ACTIVITY: Nothing but the lines from the line with "Please tag the tree line" to the end of the records below should appear in the answer, each exactly as given.
--- RECORDS SHOWN Enclosed Below ---
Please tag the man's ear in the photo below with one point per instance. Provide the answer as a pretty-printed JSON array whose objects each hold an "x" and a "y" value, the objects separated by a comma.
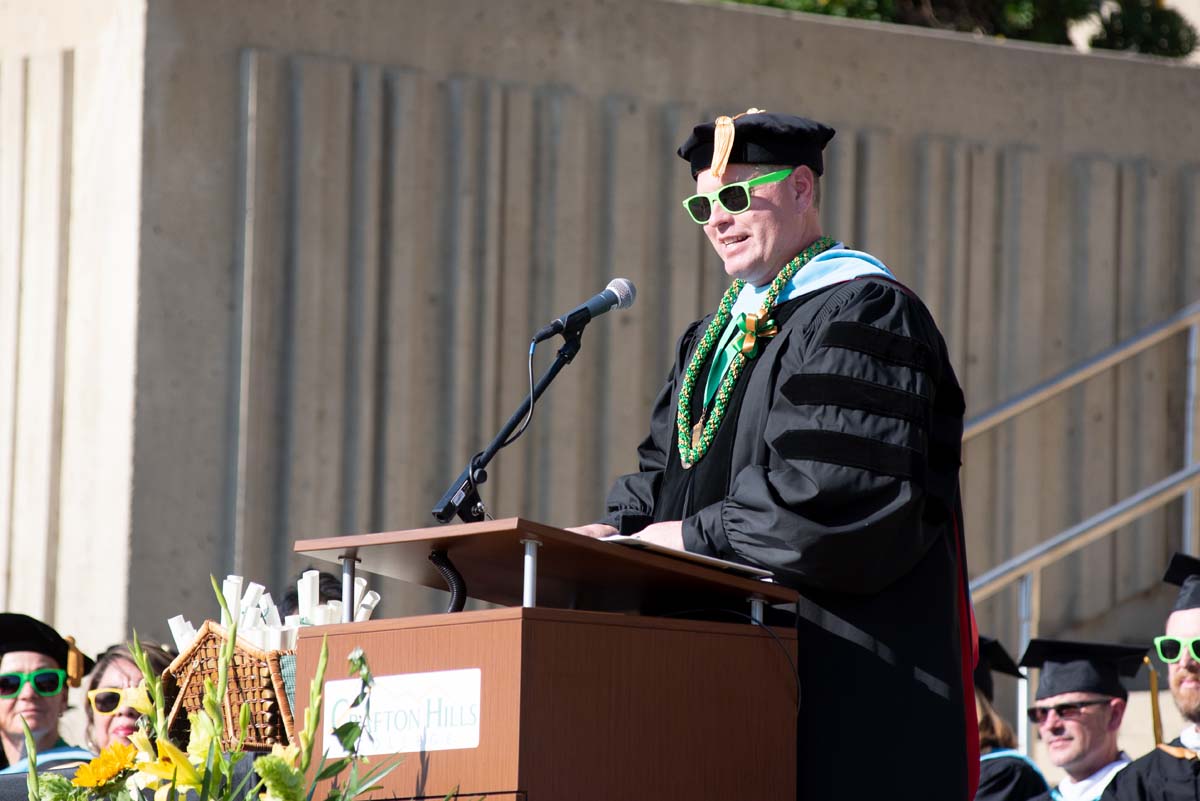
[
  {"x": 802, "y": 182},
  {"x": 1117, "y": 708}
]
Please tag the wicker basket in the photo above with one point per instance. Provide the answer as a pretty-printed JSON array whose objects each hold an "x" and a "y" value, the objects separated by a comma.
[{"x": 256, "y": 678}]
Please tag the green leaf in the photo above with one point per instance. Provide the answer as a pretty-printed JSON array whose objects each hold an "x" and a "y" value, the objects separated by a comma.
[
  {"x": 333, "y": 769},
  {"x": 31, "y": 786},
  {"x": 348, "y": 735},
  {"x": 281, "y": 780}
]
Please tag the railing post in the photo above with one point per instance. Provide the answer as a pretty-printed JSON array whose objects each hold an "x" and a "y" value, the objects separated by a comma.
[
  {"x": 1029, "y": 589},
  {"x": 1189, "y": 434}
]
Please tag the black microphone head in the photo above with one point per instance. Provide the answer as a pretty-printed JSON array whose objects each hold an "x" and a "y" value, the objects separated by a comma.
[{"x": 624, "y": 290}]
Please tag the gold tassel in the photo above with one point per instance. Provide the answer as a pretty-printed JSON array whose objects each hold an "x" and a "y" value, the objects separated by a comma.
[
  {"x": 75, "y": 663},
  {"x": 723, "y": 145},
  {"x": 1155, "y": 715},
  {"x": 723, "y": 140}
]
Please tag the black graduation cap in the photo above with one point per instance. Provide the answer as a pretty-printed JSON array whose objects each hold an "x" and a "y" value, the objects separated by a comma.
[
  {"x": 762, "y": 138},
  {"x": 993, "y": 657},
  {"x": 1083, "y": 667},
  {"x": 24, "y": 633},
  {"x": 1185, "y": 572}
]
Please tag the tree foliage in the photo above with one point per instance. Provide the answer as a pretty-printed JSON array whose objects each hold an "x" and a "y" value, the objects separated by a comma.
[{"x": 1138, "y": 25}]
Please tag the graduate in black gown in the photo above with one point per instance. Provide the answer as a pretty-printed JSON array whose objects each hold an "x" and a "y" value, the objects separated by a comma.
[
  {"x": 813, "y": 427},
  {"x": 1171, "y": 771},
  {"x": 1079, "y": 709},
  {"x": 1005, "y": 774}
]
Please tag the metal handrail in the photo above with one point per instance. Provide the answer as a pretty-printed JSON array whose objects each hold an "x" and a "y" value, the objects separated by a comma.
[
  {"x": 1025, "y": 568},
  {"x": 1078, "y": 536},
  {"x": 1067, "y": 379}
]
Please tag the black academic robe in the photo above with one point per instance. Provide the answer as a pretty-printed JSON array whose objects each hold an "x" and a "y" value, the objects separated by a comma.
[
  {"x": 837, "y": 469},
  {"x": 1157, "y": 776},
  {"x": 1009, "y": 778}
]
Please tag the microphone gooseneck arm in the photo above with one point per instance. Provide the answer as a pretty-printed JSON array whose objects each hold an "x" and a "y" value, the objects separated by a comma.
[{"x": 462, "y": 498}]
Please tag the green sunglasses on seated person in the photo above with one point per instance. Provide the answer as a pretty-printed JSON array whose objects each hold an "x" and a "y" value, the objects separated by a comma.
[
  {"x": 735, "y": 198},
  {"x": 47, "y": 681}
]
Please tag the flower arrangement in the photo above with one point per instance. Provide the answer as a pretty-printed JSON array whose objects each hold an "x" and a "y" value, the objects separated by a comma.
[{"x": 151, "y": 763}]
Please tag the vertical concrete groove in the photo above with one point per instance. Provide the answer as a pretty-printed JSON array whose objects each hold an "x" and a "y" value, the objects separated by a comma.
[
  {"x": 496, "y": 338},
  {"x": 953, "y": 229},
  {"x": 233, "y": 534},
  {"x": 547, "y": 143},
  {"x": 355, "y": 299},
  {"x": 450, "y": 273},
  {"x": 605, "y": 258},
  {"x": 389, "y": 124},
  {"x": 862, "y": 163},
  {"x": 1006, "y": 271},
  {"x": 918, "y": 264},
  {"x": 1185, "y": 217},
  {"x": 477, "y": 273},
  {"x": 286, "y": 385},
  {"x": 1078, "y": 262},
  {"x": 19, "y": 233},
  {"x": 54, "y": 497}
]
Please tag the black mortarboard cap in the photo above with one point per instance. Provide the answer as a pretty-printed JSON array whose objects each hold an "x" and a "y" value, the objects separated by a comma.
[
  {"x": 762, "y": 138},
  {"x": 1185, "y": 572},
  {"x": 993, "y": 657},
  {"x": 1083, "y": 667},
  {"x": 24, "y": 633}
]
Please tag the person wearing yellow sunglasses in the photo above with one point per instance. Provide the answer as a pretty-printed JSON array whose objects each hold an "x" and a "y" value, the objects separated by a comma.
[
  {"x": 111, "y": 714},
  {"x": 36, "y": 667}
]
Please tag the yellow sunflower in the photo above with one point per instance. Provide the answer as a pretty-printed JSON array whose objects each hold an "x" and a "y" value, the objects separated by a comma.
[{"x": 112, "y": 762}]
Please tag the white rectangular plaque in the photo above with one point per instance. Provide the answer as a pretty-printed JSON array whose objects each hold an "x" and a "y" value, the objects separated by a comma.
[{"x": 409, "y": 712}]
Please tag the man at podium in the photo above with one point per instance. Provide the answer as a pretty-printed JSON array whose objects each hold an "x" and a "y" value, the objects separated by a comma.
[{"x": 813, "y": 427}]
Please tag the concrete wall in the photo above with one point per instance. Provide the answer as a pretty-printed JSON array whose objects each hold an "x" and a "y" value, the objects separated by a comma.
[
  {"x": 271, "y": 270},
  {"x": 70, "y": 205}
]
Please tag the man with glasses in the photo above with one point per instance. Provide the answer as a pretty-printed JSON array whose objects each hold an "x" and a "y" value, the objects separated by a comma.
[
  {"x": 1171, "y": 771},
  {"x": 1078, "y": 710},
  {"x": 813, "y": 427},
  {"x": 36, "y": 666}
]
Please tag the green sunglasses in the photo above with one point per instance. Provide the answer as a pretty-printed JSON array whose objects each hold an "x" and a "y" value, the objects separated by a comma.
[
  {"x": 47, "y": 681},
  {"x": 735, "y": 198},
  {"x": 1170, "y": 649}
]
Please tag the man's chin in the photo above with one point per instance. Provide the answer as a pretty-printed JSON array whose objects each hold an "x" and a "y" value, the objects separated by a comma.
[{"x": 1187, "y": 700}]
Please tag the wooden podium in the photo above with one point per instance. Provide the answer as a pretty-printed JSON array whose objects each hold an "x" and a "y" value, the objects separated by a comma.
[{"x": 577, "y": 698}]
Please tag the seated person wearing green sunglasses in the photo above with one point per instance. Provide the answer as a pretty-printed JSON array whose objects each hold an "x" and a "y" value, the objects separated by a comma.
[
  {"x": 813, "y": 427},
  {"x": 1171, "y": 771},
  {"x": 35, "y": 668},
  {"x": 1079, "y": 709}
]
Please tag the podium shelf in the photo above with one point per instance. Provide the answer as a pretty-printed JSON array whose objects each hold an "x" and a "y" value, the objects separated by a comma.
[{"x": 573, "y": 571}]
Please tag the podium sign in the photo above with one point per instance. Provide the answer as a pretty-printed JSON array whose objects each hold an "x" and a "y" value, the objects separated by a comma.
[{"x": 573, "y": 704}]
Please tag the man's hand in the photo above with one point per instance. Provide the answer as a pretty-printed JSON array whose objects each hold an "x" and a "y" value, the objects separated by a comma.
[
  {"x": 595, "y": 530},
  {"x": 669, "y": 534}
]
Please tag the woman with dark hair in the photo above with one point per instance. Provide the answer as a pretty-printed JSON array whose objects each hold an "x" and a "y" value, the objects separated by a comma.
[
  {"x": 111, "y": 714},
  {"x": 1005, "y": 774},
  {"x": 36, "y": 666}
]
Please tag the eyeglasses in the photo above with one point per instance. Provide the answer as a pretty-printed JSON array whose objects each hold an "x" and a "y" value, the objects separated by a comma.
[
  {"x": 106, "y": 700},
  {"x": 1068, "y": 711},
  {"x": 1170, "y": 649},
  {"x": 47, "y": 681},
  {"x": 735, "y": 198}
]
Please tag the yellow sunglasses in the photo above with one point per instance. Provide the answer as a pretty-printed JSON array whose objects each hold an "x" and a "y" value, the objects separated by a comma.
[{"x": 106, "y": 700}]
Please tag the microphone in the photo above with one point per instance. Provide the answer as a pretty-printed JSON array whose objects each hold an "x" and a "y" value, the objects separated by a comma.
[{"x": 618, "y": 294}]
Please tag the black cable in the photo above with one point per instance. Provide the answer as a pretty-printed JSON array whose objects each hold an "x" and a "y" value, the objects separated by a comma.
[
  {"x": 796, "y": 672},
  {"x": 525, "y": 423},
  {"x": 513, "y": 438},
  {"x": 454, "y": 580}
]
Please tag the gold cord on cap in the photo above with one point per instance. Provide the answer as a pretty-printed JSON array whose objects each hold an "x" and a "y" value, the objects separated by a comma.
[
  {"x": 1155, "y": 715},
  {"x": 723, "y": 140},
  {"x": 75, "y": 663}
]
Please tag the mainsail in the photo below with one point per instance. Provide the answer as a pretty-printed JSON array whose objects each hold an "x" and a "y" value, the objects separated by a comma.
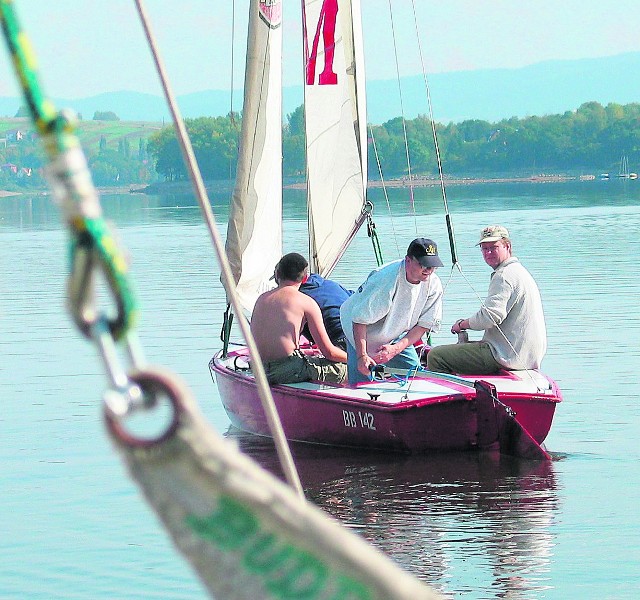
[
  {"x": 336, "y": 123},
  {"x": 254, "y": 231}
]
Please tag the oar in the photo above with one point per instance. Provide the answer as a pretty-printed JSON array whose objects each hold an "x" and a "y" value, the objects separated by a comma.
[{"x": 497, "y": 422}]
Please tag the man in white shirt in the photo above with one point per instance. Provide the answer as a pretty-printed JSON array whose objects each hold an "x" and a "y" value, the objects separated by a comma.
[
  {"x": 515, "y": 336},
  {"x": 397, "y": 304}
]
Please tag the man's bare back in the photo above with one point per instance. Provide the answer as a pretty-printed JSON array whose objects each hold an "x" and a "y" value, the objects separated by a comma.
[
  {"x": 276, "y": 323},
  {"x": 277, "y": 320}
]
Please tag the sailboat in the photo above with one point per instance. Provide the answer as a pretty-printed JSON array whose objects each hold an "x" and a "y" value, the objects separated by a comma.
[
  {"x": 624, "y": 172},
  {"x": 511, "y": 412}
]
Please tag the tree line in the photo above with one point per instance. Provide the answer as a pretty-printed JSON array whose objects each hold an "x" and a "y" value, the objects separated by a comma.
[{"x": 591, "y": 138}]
--- End of Enclosed RECORDS SHOWN ---
EXERCISE SOLUTION:
Please tag the tree line in the photo above with one point per instance. Provide the answer as a pretty-printed JSON array whose objects each hold an "x" and a "y" value, the objects separated by a comma.
[{"x": 591, "y": 138}]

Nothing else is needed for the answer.